Provided records >>
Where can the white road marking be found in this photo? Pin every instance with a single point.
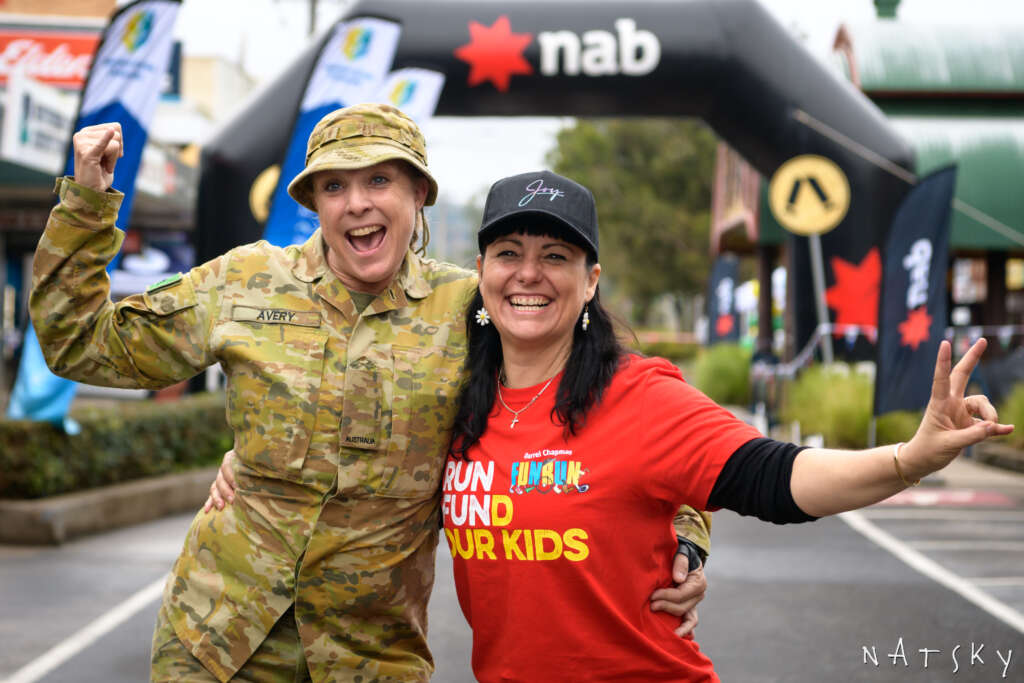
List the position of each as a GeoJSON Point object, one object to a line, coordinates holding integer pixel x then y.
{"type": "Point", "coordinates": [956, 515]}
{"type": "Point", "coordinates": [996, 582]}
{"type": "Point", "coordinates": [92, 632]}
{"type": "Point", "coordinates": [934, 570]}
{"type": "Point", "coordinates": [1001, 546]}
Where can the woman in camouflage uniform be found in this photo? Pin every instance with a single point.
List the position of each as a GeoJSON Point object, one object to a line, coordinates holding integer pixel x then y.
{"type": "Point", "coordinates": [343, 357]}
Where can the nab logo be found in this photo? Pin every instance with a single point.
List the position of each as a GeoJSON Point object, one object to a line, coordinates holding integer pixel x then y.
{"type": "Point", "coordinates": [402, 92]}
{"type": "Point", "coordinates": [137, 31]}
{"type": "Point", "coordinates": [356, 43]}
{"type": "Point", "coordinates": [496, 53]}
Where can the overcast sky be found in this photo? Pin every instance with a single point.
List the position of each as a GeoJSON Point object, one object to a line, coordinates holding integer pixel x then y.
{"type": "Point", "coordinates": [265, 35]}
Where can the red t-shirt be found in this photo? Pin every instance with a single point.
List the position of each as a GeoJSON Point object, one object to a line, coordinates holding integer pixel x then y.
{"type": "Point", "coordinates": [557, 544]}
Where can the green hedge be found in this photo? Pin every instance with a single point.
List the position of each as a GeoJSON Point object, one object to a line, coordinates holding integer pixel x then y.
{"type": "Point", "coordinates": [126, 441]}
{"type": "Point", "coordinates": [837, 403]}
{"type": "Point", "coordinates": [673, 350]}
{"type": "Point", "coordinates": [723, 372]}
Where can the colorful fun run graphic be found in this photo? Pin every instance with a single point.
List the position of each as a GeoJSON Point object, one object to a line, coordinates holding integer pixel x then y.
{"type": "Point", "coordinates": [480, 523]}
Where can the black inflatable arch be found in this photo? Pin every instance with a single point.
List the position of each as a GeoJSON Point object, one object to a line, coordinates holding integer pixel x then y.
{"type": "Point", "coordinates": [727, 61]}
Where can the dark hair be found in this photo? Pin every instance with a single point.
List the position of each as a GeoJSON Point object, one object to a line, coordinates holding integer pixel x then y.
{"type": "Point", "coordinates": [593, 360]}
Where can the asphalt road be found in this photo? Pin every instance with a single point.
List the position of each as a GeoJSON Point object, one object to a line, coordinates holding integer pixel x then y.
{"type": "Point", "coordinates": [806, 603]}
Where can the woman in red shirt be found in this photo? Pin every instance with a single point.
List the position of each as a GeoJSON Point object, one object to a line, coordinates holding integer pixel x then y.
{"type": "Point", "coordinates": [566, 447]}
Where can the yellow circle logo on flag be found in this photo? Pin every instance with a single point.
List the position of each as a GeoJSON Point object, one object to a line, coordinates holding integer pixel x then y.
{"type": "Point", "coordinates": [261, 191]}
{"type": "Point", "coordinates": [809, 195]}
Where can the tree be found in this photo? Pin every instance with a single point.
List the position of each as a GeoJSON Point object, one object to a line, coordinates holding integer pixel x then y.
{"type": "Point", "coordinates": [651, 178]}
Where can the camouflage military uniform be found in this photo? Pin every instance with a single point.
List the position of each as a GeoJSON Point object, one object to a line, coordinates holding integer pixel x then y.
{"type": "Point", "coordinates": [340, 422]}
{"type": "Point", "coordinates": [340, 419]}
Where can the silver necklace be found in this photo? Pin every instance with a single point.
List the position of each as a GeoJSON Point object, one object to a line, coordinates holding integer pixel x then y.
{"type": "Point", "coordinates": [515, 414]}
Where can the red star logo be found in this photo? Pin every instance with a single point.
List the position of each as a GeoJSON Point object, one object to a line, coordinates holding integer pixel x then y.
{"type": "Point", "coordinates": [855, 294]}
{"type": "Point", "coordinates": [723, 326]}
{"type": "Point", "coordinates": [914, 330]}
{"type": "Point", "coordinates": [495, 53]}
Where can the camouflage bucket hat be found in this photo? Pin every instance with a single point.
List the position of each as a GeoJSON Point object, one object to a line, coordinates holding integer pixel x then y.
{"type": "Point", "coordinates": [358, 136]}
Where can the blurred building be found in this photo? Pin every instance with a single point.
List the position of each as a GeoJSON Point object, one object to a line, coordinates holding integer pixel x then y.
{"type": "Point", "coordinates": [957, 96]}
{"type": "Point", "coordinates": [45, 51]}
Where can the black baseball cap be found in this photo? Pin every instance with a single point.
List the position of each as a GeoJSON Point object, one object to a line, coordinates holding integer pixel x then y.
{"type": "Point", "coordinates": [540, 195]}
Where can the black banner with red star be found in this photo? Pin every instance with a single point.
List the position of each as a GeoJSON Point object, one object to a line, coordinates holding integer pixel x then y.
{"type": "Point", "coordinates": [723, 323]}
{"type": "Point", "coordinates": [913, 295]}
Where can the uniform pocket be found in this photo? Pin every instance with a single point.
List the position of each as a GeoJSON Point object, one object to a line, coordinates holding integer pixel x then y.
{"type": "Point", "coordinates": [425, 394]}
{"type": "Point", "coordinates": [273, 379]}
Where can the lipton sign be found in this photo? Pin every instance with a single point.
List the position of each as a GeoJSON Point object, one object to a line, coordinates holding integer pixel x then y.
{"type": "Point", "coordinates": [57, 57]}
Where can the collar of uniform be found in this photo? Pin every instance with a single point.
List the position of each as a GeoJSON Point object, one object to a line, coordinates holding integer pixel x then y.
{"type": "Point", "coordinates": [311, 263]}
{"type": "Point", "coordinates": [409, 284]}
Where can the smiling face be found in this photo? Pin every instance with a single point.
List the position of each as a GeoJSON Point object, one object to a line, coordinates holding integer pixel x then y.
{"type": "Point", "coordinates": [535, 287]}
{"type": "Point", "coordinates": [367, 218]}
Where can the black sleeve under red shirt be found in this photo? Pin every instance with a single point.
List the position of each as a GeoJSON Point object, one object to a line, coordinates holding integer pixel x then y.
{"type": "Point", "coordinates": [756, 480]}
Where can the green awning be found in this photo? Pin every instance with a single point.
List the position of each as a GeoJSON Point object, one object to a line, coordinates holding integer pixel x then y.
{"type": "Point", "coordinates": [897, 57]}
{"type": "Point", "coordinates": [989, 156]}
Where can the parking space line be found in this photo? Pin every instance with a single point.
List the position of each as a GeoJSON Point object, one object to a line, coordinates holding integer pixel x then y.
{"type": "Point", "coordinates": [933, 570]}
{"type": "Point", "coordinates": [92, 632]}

Set task >>
Every record must be copied exactly, with images dropped from the result.

Answer to this problem >>
Where can the white road marking be found in this photo? Pin every instance with a single point.
List the position of each as a GeoJSON Point object, one object to a line, coordinates holding integer pixel x then y.
{"type": "Point", "coordinates": [956, 515]}
{"type": "Point", "coordinates": [996, 582]}
{"type": "Point", "coordinates": [92, 632]}
{"type": "Point", "coordinates": [934, 570]}
{"type": "Point", "coordinates": [1001, 546]}
Where can the woman in camouflage uniform be found in this photo? Pin every instance with a single point.
List the position of each as a GeoJSON Point object, one object to a line, coordinates holding integer pixel x then y.
{"type": "Point", "coordinates": [343, 357]}
Where can the nab logo be found in this photo? Pin every instance with a single point.
List the position of each as a GeoJSON Point object, one object to a line, coordinates holding integer pixel x then y.
{"type": "Point", "coordinates": [402, 92]}
{"type": "Point", "coordinates": [137, 31]}
{"type": "Point", "coordinates": [356, 43]}
{"type": "Point", "coordinates": [496, 53]}
Where can the overcast sky be found in this photo? Pin every instance with a single point.
List the position of each as a GeoJSON Point object, one object to a line, coordinates holding integer pixel x then y.
{"type": "Point", "coordinates": [265, 35]}
Where can the red t-shirt be found in this photo? Pin every instance with a single point.
List the position of each as a GeoJSON Point object, one object to a line, coordinates holding integer pixel x then y.
{"type": "Point", "coordinates": [557, 544]}
Where can the green hedge be found in this photo? Pin every instance with a single point.
List the position of each as a GeoJSON Point object, one object to a line, coordinates holding integer pixel x then y.
{"type": "Point", "coordinates": [126, 441]}
{"type": "Point", "coordinates": [837, 403]}
{"type": "Point", "coordinates": [673, 350]}
{"type": "Point", "coordinates": [723, 372]}
Where can the colorful fun run graphic be found in this photo? Pin every instance with a single point.
List the position of each as a GeoJSON Point object, one object to a line, coordinates holding integer pixel x then y.
{"type": "Point", "coordinates": [480, 523]}
Where can the black inflatable arch be found in this photo? Pin every instance with a single point.
List the position of each as a GeoJSON Point object, one object to a line, coordinates holding integer pixel x then y.
{"type": "Point", "coordinates": [727, 61]}
Where can the dark hair be found in this photo? Pin every instance with a single point.
List the position of each as a GeoJSON Point object, one object to a line, coordinates holding integer pixel x then y.
{"type": "Point", "coordinates": [593, 360]}
Where can the asphalt road be found in this photo? Pin every instance with a single point.
List the position of each as a GeoJSON Point object, one object to a line, coordinates holding integer pixel x then y.
{"type": "Point", "coordinates": [806, 603]}
Where can the woman in red shirt be found in this photo? Pin every instance with a single point.
List the position of each as a GeoJSON Point object, one object to a line, coordinates holding integer pixel x then y.
{"type": "Point", "coordinates": [566, 447]}
Where can the yellow circle logo on flag be found in this photo? Pin every instance with a single point.
List the position of each as a GeoJSON Point object, one object to a line, coordinates holding integer pixel x then y.
{"type": "Point", "coordinates": [261, 191]}
{"type": "Point", "coordinates": [809, 195]}
Where can the tree be found in this photo? Pin every instance with a single point.
List the position of each as a GeoJSON Point object, one object to a line, coordinates holding integer pixel x then y.
{"type": "Point", "coordinates": [651, 178]}
Where can the camouflage military uniform be found in this photo? Pin every instance with a single point.
List the position of each as a GeoJSON Point object, one object to a line, coordinates holding integer pixel x then y.
{"type": "Point", "coordinates": [340, 422]}
{"type": "Point", "coordinates": [340, 419]}
Where can the silver necklace be found in this photo? Pin every instance with a single point.
List the position of each as a GeoJSON Point object, one object to a line, coordinates holding integer pixel x then y.
{"type": "Point", "coordinates": [515, 414]}
Where can the red star logo be found in this photo? Pin every instance with a single point.
List the position of each as a GeoJSON Point object, one object to a line, coordinates holding integer pixel x then y.
{"type": "Point", "coordinates": [855, 294]}
{"type": "Point", "coordinates": [723, 326]}
{"type": "Point", "coordinates": [914, 330]}
{"type": "Point", "coordinates": [495, 53]}
Where can the camouflage bucket hat be found in this photo? Pin every instance with a single point.
List the position of each as a GeoJSON Point object, one object to a line, coordinates holding integer pixel x then y.
{"type": "Point", "coordinates": [358, 136]}
Where can the blurred building be found in this photo? Pin every instance with a single point.
List the position of each as a GeoJSON Point object, one object to a line, coordinates holding integer pixel x then y.
{"type": "Point", "coordinates": [957, 96]}
{"type": "Point", "coordinates": [45, 51]}
Where can the black baseball cap be found in this photo? Pin every instance with a single point.
List the position of each as a GeoJSON Point object, one object to a line, coordinates holding integer pixel x then y.
{"type": "Point", "coordinates": [540, 195]}
Where can the black banner with red star be found in this photo? Pin every instance with a single point.
List the position of each as a GeoJSON Point object, one object to a line, coordinates holding integer pixel x then y.
{"type": "Point", "coordinates": [723, 323]}
{"type": "Point", "coordinates": [913, 295]}
Where can the uniform pocket be found in this photo? Pin every instance with a single point.
List the position of each as a GeoJSON Point object, one object to a line, coordinates holding integer pixel x then y.
{"type": "Point", "coordinates": [425, 394]}
{"type": "Point", "coordinates": [273, 379]}
Where can the lipton sign be found in this photo? Pin every instance with a single point.
List the position of each as a GeoJSON Point object, one object to a line, coordinates holding integer pixel x then y.
{"type": "Point", "coordinates": [57, 57]}
Where can the collar of uniform be found in this photo? Pin every instance with a single point.
List the position of each as a GeoJSON Point object, one object to a line, coordinates holding integer pixel x then y.
{"type": "Point", "coordinates": [311, 263]}
{"type": "Point", "coordinates": [409, 284]}
Where can the smiling face be found in this photo? Pin every instance with a single point.
List the position of each as a GeoJSON Point object, one object to a line, coordinates holding integer pixel x then y.
{"type": "Point", "coordinates": [535, 287]}
{"type": "Point", "coordinates": [367, 218]}
Where can the black sleeve under red shirt be found in this photo? Pin every instance with a single point.
List the position of each as a GeoJSON Point object, one object to a line, coordinates holding integer pixel x then y.
{"type": "Point", "coordinates": [756, 480]}
Where can the green awning be found in this photo? Pin every instance with a single point.
List the position of each as a GeoJSON Point object, one object to a line, coordinates holding integer pixel x then y.
{"type": "Point", "coordinates": [897, 57]}
{"type": "Point", "coordinates": [989, 156]}
Where can the parking space line be found in this photo? Pin every instance with a single point.
List the position of each as a GeoJSON Point object, one object to a line, coordinates holding integer pixel x then y.
{"type": "Point", "coordinates": [933, 570]}
{"type": "Point", "coordinates": [92, 632]}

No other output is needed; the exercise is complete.